* What is expected
Retype all the entries word for word, but omit the pictures.

* Task material
*** Block opens ***

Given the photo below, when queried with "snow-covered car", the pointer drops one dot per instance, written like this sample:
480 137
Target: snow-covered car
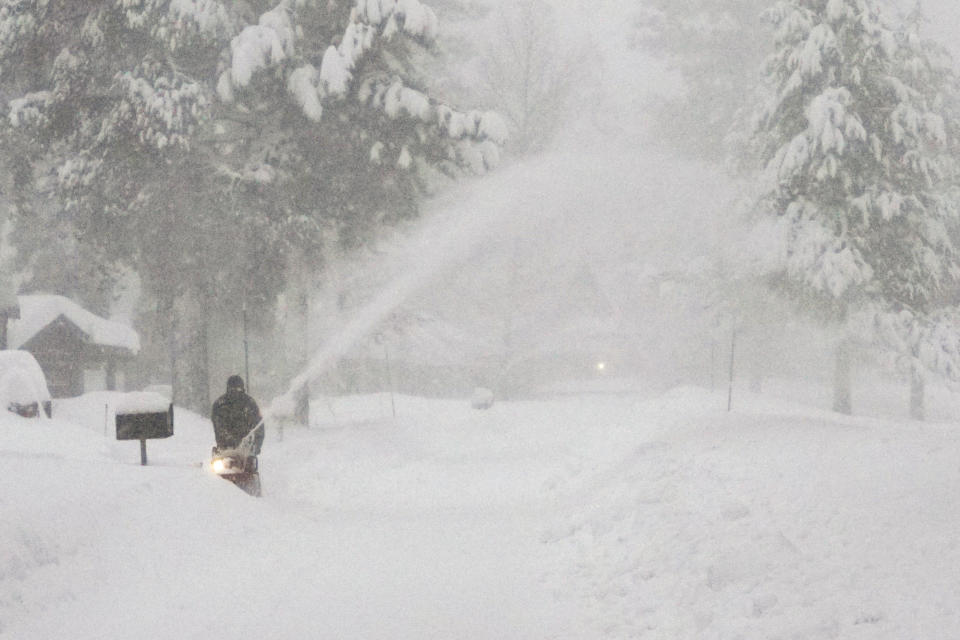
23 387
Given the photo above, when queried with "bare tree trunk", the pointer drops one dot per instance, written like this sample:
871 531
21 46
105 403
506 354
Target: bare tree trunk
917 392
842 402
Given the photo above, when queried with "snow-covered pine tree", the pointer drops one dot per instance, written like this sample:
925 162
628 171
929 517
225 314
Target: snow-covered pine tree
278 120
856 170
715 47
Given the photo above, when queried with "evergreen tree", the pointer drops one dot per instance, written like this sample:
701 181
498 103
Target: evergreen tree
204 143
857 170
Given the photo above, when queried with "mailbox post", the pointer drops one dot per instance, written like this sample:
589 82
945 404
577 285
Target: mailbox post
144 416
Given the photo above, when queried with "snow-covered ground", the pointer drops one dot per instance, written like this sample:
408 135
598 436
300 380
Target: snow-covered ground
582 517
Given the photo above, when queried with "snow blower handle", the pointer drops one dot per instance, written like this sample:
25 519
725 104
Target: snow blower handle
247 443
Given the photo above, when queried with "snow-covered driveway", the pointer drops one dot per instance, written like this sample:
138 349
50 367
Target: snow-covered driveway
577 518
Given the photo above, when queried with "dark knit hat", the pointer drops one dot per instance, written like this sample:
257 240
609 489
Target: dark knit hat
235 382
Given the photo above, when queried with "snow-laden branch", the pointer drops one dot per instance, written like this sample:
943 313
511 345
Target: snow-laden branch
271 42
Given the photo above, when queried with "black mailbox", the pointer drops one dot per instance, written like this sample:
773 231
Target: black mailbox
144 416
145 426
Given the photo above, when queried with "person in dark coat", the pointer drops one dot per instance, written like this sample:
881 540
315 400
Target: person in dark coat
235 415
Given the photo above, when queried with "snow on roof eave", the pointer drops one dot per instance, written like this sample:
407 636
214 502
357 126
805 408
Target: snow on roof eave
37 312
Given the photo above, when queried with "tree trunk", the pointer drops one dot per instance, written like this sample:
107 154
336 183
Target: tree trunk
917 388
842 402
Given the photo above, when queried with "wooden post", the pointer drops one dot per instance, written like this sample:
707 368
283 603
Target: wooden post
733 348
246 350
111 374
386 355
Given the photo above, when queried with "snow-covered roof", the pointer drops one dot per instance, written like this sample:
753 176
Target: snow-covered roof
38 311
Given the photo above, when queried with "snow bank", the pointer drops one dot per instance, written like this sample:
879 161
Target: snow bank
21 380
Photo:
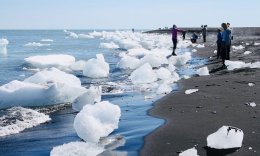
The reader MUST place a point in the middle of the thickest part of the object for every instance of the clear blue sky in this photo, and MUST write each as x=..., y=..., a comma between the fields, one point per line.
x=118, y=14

*** Block closes ***

* Response area
Given the photo below, when queried with "snow-covered car", the pointer drops one dot per instance, written like this sample:
480 137
Target: snow-covered car
23 387
Given the photo above, when queried with "bare tree trunk", the pointer drops one dot per instance, written like this sample:
871 531
21 46
105 403
506 354
Target: bare tree trunk
917 392
842 402
Given the photo above, when queried with "snow-covered pine tree", the pointer drops one dot per instance, written like this sample:
925 162
628 171
929 517
225 314
Target: snow-covered pine tree
278 120
856 170
715 47
Given the photo above, when queried with "evergreen tree", the pointer drops one dot per instance, written like this sample:
701 181
498 103
Target: evergreen tree
204 143
857 170
Given the photo above, when queried with "mailbox post", the pointer drops one dot per instance, written like this sample:
589 82
945 404
577 285
Target: mailbox post
144 416
Given the photo above, when queried with "snow-covered ground", the pointer drops one dot per instance, written like this sample:
408 135
598 436
300 380
Target: snow-covered ground
582 517
Given the photo above, when queried with "snow blower handle", the pointer drops one dot per instance, written like this sample:
25 519
725 104
Target: snow blower handle
247 443
Given the photo above, when queried with "snow-covered driveway", the pointer drops one dot per instance, written like this sample:
138 349
50 367
Target: snow-covered driveway
577 518
Given the photo above, when queried with "dark knit hat", the pointer drops one dot per instance, written like this sample:
257 240
609 489
Target: dark knit hat
235 382
Given the photo above, when queried with "snow-laden branch", the pointer drops one dot per instance, written like this sample:
943 313
511 345
Target: snow-laden branch
271 42
Given the photo above, when queried with "black mailbox", the pointer drops one dot per instance, written like this sample:
773 231
Target: black mailbox
144 416
145 426
Given the photo above, when queried with "person in dark coat", the pointer drops one dot per instance, written like this sample:
881 540
315 400
Target: person in dark coat
235 415
Given the photo above, when queried with "snow on roof eave", the pointer drops one dot per instance, written like this sample:
407 636
214 502
357 126
805 408
Target: snow on roof eave
37 312
Given the photo above, when queried with "tree trunk", the pointer drops one dot per instance, written like this sample:
107 154
336 183
Target: tree trunk
917 388
842 402
Given the photo above, when queried with "wooden post", the pointer drops one dot per instance, written like this sample:
707 368
283 603
Target: wooden post
733 348
246 350
111 374
386 355
Given the photo above, when queried with "snow-covered roof", the pointer drops one dot per instance, written like this sample:
753 176
Target: snow-covered roof
38 311
Given the photo above, when queried with "snow bank", the pointer drops one dot per instance, written like this sample:
879 161
Target: snow bank
21 380
Photo:
The reader MUST place a point in the middle of the thickest part of the object for every instance of the clear blue sky in this photo, and MUST write each as x=..., y=..., a comma between the fields, one point per line.
x=118, y=14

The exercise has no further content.